# [Complete the following]
1. According to the song commentary, in which position is the track placed on the physical release?
2. Reproduce a portion of the song commentary, starting at the words "Now, while we" and ending after the words "need your attention.".

# [Passage to read]
==============================

Luckily, Tyler included the track on the physical release, placed fourth in the track list,
replacing the exactly what you run from, interlude.
This feels natural, no substitute not one.
Can't buy you the world, but my time is your.
Let you roll the dice, but I've made my choice.
Now, while we aren't doing a full dissection of boyfriend,
it is worth running through the song and pulling out some of its more relevant lyrics,
beginning with the intro we just heard performed by Charlie Wilson.
After praising how natural his love for his crush feels, Tyler, through Charlie Wilson, says,
I can't buy you the world, but my time is yours.
Time here is offered as Tyler's most valuable possession.
It's a similar analogy he made on I think when he said,
Waste of bread, I need your attention.
If time is money and bread is slaying for money,
then without this guy's attention, Tyler's time is wasted.
He then contrasts his own certainty with his crush's ambiguity,
saying, I'll let you roll the dice, but I've made my choice.
In this game of chance, Tyler's put his money down.
He's ready to commit despite the risks.
Meanwhile, his crush rolls the dice, his indecisiveness compared to the uncertainty of a dice roll.
Like the flip of a coin, it's little more than a guess.
He's leaving things to chance.
Before the drums kick in, a pitched up Tyler says,
Baby, you gotta understand, ain't no time to play these games, you hear me?
Calling back to his crush rolling the dice, Tyler once again urgently emphasizes the value of his time
and grows frustrated about wasting it on games of chance.
Meanwhile, the lack of communication between these two continues with Tyler asking,
You hear me, once again implying a disconnect between them, an obstacle causing interference.
Then we hear the beginning of the tracks refrain, as Tyler interjects between the artist Santa
Gold chanting, hey, hey, and say, say. He begins, that shit is money now, once again relating time
and money, perhaps attempting to convince this crush that this isn't a game of chance. Their love is
easy money. It's a certainty. He continues, we getting funky, fuck what they say,
we should be together.
Importantly, Tyler here says,
fuck what they say,
confirming our suspicions
that at least part of his crush's hesitancy
is the fear of outside judgment
and persecution about being in a same-sex
relationship.
Tyler's steadfast readiness to commit,
to give it everything he has,
is then continued into the song's hook.
Tyler articulates his desires
as clearly as possible, repeating over and over, I want to be your boyfriend.
Between this refrain, he interjects, I'm trying to be more than a friend.
My heart's on the run because you are the one.
They don't understand.
Once again, Tyler is clearly developing motifs, as my hearts on the run continues the running
motif, while they don't understand, is another implication that fear of outside judgment
is an obstacle on the road this relationship is running on.
Tyler closes out the chorus saying,
Cuban link with the hand and tell you what's up, but it's
damaging cuz, we the same.
Cuban link with the hand seems to use chain links and jewelry to imply his desire to hold this guy's
hand, a classic symbol of togetherness and done most often in public, showing Tyler's
willingness to formalize this bond despite the potential of persecution.
Meanwhile, the final couplet, and I tell you what's up, but it's damaging cuz, seems to imply
that Tyler's formal request of being his boyfriend hasn't actually happened in real life.

==============================

# [Dataset entries]
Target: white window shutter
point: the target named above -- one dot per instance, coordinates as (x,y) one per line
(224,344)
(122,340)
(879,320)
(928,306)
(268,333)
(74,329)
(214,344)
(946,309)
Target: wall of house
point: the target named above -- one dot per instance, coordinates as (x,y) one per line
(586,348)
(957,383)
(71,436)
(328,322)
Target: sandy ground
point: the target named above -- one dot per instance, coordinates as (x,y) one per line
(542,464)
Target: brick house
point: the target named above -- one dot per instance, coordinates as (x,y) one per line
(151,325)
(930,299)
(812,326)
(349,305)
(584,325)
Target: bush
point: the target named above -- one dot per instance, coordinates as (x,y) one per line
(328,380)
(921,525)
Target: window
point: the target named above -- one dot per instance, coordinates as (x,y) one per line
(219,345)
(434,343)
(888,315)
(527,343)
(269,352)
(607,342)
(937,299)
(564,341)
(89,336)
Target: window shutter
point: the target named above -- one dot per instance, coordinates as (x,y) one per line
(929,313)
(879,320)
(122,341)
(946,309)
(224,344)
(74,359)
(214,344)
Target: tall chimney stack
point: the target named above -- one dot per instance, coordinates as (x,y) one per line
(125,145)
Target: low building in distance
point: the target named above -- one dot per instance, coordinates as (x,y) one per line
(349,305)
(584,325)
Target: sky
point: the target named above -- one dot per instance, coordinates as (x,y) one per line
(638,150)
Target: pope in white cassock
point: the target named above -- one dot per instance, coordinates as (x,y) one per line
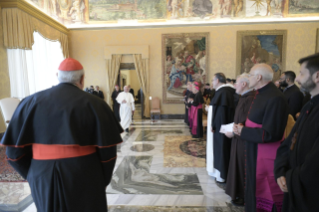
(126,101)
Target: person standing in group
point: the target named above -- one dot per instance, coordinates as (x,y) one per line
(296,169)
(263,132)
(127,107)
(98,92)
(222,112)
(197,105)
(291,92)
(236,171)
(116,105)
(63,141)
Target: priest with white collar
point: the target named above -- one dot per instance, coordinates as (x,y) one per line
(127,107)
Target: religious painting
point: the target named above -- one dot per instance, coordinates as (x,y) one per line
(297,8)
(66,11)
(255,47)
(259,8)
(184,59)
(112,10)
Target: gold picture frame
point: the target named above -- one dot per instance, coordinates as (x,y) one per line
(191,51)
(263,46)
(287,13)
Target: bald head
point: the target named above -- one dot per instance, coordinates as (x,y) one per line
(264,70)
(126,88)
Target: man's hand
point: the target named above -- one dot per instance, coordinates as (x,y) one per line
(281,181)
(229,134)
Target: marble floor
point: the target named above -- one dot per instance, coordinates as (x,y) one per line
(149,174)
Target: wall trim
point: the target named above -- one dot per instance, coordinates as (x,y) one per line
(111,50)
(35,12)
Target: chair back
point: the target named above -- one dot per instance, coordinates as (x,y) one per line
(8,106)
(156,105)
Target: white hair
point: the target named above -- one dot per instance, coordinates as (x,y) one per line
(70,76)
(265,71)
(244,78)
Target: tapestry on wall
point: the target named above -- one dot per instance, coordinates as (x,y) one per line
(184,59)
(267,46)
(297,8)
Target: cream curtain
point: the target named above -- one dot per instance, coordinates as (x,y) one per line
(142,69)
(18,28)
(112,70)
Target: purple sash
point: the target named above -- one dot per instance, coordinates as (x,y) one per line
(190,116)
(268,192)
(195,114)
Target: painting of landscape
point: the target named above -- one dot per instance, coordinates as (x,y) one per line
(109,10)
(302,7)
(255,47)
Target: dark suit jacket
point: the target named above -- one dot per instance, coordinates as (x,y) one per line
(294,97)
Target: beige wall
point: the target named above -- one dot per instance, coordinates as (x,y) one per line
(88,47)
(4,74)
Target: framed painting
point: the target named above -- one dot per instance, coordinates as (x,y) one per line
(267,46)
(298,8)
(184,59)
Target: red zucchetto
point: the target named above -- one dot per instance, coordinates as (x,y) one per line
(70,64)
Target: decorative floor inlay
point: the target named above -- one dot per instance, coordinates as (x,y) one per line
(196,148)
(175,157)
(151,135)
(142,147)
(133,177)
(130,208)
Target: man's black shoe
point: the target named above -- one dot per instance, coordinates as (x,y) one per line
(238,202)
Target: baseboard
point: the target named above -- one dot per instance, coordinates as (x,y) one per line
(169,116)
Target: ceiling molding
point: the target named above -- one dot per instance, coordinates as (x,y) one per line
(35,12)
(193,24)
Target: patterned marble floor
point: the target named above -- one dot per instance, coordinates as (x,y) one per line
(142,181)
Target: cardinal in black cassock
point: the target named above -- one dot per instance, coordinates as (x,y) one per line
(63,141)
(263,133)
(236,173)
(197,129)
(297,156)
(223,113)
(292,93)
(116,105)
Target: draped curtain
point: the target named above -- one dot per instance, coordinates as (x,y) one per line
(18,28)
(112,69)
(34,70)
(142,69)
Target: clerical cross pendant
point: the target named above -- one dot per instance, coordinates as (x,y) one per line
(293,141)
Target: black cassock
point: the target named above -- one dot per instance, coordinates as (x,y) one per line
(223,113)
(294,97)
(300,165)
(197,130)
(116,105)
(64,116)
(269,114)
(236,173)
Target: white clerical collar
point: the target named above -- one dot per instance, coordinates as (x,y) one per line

==============================

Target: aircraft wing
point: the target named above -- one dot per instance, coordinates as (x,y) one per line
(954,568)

==============================

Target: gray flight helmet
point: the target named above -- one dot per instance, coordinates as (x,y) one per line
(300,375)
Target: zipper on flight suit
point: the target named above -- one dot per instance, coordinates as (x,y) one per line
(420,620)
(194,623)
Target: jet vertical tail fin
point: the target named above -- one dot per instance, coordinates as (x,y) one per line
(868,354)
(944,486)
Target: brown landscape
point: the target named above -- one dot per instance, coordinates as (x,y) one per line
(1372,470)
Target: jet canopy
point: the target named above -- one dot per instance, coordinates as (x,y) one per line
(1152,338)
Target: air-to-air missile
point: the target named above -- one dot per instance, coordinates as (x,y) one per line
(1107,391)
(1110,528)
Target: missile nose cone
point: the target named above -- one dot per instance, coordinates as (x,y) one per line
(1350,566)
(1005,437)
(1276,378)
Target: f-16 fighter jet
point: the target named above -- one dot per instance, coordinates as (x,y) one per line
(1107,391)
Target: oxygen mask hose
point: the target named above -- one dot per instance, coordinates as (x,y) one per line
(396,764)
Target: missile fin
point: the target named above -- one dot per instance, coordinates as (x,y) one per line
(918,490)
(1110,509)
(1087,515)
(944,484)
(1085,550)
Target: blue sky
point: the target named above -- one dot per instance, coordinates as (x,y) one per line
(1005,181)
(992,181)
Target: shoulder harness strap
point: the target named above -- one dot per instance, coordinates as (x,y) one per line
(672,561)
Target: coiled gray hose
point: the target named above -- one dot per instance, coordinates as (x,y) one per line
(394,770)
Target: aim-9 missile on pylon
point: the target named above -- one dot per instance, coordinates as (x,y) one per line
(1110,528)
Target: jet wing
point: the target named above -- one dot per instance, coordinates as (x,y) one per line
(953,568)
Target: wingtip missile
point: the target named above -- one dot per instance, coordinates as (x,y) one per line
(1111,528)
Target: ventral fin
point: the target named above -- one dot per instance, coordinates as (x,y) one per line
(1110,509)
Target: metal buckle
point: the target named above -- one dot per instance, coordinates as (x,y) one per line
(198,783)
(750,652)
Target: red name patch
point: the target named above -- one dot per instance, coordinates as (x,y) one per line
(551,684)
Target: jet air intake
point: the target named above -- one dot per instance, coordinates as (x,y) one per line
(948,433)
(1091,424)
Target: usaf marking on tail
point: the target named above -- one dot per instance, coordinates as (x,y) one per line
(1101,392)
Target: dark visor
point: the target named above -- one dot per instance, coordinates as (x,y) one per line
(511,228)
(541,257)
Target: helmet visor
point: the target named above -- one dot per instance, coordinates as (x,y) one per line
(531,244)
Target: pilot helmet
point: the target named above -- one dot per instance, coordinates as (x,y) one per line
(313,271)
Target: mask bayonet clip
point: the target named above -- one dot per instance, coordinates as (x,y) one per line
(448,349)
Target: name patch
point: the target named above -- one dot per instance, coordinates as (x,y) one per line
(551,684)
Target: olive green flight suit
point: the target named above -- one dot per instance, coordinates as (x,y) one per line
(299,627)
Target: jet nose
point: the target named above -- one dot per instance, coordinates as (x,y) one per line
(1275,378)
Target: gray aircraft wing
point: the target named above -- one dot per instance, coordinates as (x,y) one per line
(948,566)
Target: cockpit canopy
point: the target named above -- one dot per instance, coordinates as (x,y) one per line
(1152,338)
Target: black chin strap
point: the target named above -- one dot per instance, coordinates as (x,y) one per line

==============================

# [Complete answers]
1. Fourth in the track list.

2.
Now, while we aren't doing a full dissection of boyfriend,
it is worth running through the song and pulling out some of its more relevant lyrics,
beginning with the intro we just heard performed by Charlie Wilson.
After praising how natural his love for his crush feels, Tyler, through Charlie Wilson, says,
I can't buy you the world, but my time is yours.
Time here is offered as Tyler's most valuable possession.
It's a similar analogy he made on I think when he said,
Waste of bread, I need your attention.